[练习目标]
把条目中从含有“Target: tiled roof”的那一行开始、到含有“xmin=347 ymin=231 xmax=634 ymax=462”的那一行结束的各行（首尾两行均包括在内）排成编号列表，空行不计。答案中略去图片。

[输入条目]

* * * * * * *

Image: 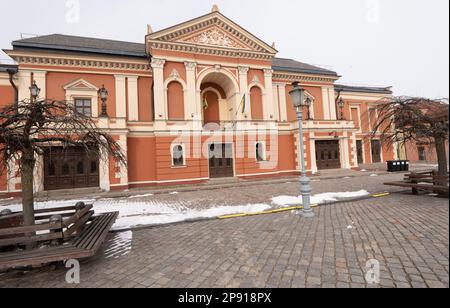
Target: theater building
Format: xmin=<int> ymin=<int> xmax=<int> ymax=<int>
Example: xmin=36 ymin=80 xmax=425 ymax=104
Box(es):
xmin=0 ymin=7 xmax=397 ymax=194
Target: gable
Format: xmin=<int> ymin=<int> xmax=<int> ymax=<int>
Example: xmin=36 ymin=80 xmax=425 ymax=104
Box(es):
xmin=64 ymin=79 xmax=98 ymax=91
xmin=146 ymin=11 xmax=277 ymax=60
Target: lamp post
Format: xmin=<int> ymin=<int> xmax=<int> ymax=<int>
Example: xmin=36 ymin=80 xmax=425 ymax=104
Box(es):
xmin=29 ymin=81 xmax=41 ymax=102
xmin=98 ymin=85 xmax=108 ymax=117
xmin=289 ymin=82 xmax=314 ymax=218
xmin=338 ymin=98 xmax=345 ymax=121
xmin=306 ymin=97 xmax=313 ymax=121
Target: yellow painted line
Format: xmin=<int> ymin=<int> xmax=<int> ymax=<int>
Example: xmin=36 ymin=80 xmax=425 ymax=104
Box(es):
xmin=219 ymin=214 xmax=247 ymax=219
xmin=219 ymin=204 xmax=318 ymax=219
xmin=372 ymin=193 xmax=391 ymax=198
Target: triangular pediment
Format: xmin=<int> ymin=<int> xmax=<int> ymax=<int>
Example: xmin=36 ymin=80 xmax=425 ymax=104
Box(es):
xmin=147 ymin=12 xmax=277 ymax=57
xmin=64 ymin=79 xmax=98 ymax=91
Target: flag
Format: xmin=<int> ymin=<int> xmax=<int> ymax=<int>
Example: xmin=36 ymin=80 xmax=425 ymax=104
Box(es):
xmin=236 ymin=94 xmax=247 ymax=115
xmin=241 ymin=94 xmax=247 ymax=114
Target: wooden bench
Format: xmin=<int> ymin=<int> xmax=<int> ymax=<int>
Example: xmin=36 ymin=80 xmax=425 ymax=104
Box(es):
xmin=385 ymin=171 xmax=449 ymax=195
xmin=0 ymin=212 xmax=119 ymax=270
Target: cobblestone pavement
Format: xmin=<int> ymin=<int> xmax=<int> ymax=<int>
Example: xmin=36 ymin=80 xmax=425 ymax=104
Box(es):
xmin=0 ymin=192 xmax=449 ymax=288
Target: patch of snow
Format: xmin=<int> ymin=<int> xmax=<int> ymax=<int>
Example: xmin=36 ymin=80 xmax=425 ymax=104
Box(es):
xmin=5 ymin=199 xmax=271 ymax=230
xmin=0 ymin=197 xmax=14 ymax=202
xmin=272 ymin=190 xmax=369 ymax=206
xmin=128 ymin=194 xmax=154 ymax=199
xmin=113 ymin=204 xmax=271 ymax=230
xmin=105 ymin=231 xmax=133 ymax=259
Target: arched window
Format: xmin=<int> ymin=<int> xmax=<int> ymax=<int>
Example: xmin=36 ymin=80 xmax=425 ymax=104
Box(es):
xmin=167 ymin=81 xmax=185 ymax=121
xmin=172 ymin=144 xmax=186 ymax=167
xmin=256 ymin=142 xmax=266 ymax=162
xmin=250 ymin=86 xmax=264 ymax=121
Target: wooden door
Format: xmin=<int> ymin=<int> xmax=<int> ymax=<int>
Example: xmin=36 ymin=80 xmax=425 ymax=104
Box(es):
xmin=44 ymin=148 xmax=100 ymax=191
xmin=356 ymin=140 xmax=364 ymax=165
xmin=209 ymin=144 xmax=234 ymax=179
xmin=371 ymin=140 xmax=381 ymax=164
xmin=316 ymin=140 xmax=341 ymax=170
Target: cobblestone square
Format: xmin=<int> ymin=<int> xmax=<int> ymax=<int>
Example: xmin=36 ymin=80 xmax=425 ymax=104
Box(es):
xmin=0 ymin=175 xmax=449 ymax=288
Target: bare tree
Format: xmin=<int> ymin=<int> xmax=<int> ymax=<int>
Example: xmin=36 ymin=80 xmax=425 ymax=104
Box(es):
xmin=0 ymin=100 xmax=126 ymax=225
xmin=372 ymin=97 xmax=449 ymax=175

* * * * * * *

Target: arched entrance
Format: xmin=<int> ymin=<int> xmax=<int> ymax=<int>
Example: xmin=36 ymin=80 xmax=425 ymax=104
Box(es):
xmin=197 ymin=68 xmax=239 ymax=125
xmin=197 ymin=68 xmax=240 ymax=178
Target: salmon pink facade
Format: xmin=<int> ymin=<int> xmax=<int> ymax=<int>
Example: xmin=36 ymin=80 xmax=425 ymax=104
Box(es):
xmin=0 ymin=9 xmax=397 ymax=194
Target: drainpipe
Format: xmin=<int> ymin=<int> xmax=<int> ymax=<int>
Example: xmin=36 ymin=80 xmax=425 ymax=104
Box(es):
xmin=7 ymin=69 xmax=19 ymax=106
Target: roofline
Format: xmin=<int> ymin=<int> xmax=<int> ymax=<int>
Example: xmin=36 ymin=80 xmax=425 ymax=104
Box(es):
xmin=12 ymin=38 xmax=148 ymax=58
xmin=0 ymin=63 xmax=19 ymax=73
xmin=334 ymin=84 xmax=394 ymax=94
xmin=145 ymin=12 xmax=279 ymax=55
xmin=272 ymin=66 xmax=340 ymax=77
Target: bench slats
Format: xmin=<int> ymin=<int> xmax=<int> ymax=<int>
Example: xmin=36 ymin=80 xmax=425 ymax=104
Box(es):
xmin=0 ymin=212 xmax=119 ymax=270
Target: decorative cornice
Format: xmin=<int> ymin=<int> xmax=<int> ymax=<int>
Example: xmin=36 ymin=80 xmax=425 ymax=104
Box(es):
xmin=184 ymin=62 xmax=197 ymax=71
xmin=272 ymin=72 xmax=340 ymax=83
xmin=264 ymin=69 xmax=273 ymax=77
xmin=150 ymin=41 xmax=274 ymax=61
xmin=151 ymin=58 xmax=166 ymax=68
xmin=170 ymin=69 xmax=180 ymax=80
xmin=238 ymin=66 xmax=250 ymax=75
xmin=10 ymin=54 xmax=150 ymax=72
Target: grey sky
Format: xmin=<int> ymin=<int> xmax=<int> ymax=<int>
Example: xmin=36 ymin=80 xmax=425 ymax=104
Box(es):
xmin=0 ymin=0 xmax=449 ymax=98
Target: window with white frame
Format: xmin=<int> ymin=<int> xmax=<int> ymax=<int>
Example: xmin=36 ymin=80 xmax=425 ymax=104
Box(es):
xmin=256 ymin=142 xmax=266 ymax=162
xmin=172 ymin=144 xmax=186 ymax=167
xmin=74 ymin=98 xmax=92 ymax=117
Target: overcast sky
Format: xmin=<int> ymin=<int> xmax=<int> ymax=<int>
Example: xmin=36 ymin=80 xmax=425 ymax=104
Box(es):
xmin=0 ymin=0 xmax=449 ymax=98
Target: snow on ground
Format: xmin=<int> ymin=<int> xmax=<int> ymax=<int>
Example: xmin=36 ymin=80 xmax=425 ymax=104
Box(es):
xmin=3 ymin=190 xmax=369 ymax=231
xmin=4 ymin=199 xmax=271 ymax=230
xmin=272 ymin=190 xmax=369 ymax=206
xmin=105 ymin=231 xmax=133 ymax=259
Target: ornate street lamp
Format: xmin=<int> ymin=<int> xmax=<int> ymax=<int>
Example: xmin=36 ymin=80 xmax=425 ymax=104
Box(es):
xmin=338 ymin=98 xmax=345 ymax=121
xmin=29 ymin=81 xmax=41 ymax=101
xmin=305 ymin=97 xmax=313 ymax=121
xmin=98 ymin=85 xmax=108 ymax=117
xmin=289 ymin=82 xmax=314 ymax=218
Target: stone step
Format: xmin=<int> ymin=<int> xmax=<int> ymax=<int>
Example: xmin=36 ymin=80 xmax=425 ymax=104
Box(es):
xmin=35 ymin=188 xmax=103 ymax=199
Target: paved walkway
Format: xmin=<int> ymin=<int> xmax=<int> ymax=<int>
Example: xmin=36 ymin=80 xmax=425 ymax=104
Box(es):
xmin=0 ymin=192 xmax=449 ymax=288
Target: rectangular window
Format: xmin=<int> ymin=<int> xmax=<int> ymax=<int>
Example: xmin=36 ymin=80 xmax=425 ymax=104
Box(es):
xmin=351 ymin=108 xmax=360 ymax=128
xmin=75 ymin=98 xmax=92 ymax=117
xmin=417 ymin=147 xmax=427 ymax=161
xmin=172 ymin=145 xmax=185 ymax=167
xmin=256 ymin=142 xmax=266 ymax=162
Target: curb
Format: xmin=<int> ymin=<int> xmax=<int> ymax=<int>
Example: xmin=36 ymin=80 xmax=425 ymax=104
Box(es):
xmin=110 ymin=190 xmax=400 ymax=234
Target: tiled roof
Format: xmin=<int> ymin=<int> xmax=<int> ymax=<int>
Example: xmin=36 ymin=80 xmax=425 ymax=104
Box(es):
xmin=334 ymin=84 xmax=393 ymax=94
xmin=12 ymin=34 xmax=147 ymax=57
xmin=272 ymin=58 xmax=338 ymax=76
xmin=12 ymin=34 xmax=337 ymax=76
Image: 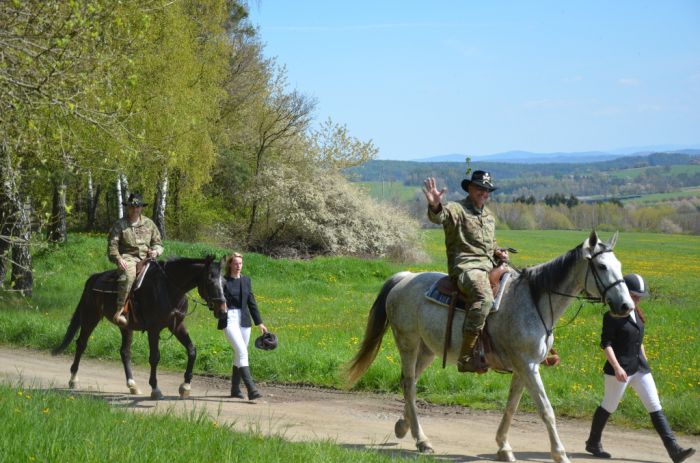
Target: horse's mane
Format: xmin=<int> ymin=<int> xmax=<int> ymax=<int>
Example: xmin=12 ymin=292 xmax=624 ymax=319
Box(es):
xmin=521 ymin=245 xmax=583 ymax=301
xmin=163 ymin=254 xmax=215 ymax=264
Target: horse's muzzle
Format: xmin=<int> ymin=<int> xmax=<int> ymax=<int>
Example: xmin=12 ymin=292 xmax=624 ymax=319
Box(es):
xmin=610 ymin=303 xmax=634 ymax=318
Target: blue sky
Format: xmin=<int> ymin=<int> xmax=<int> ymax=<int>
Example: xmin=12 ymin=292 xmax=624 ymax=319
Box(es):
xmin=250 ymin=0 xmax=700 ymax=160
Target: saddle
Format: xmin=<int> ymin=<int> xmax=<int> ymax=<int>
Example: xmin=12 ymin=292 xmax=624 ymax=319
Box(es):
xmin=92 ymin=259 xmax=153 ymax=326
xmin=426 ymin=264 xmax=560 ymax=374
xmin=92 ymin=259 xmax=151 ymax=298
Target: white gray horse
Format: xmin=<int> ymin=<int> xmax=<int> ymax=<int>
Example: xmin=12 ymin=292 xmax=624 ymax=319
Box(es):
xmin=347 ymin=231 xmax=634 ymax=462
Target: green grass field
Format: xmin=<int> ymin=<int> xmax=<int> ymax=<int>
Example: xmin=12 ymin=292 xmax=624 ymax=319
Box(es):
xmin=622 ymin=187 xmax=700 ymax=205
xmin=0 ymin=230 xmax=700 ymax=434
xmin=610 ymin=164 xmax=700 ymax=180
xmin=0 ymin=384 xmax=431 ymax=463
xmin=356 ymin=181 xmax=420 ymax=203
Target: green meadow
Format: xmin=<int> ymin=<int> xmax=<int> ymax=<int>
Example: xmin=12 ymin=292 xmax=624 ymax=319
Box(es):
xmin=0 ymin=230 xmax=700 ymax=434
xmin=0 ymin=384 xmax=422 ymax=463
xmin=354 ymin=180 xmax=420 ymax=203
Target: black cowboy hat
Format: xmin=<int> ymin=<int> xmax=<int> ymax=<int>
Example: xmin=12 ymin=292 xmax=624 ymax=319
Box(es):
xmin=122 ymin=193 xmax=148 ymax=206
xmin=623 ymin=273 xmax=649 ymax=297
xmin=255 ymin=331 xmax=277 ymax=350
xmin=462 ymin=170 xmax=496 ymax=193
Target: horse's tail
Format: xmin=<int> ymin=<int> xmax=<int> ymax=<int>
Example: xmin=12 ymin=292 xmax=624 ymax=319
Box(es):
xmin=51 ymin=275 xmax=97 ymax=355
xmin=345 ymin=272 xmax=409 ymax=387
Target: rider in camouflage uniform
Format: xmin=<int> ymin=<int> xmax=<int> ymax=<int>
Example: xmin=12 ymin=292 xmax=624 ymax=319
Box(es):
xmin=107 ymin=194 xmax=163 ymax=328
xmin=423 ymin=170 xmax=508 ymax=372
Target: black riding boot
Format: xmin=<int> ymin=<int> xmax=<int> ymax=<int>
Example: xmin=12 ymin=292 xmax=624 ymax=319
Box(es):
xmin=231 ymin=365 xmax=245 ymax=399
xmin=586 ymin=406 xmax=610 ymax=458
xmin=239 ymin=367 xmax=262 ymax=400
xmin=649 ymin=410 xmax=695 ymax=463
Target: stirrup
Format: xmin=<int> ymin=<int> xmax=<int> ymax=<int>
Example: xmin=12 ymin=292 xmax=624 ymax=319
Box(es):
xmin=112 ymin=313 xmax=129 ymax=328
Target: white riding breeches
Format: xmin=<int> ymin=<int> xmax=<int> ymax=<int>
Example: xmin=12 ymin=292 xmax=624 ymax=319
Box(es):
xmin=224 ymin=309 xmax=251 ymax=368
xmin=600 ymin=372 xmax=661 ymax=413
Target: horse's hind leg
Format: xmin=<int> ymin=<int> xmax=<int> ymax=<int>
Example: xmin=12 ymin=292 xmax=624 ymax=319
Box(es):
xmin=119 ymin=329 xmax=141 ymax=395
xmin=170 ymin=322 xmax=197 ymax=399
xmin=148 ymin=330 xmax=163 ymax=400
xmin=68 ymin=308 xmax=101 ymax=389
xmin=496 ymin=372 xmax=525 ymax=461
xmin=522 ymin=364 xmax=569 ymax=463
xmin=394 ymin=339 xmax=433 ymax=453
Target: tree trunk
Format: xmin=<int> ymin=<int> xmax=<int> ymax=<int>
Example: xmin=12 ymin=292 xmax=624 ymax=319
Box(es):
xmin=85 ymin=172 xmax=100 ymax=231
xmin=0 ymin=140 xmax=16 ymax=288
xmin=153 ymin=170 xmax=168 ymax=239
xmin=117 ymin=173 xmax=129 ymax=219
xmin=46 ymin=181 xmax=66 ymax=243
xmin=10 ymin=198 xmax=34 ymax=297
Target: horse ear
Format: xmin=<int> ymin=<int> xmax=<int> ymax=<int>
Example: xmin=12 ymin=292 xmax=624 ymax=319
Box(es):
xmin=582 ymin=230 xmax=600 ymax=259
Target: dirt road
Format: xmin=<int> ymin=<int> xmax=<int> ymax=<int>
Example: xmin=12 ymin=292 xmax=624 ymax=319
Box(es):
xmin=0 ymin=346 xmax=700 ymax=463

* * * * * * *

[参考结果]
1. Target: tiled roof
2. Format: xmin=<int> ymin=<int> xmax=<int> ymax=<int>
3. Example: xmin=36 ymin=80 xmax=425 ymax=104
4. Box(es):
5. xmin=334 ymin=84 xmax=393 ymax=94
6. xmin=12 ymin=34 xmax=147 ymax=57
7. xmin=272 ymin=58 xmax=338 ymax=76
8. xmin=12 ymin=34 xmax=337 ymax=76
9. Image: 
10. Target: horse's mane
11. Format: xmin=<int> ymin=<int> xmax=<int> ymax=<int>
12. Example: xmin=12 ymin=292 xmax=624 ymax=319
13. Box(es):
14. xmin=521 ymin=245 xmax=583 ymax=301
15. xmin=163 ymin=254 xmax=215 ymax=264
16. Target: horse's muzzle
17. Format: xmin=<int> ymin=<int> xmax=<int> ymax=<int>
18. Example: xmin=12 ymin=292 xmax=624 ymax=319
19. Box(es):
20. xmin=610 ymin=303 xmax=634 ymax=318
21. Target: blue sky
22. Format: xmin=<int> ymin=<int> xmax=<int> ymax=<int>
23. Example: xmin=12 ymin=292 xmax=624 ymax=319
24. Box(es):
25. xmin=250 ymin=0 xmax=700 ymax=160
26. Target: saddle
27. Format: xmin=<int> ymin=<int> xmax=<int> ymax=<int>
28. Example: xmin=12 ymin=292 xmax=624 ymax=319
29. Box(es):
30. xmin=92 ymin=259 xmax=153 ymax=326
31. xmin=426 ymin=264 xmax=560 ymax=374
32. xmin=92 ymin=259 xmax=151 ymax=298
33. Target: white gray horse
34. Format: xmin=<int> ymin=<int> xmax=<int> ymax=<int>
35. Example: xmin=12 ymin=292 xmax=624 ymax=319
36. Box(es):
37. xmin=347 ymin=231 xmax=634 ymax=462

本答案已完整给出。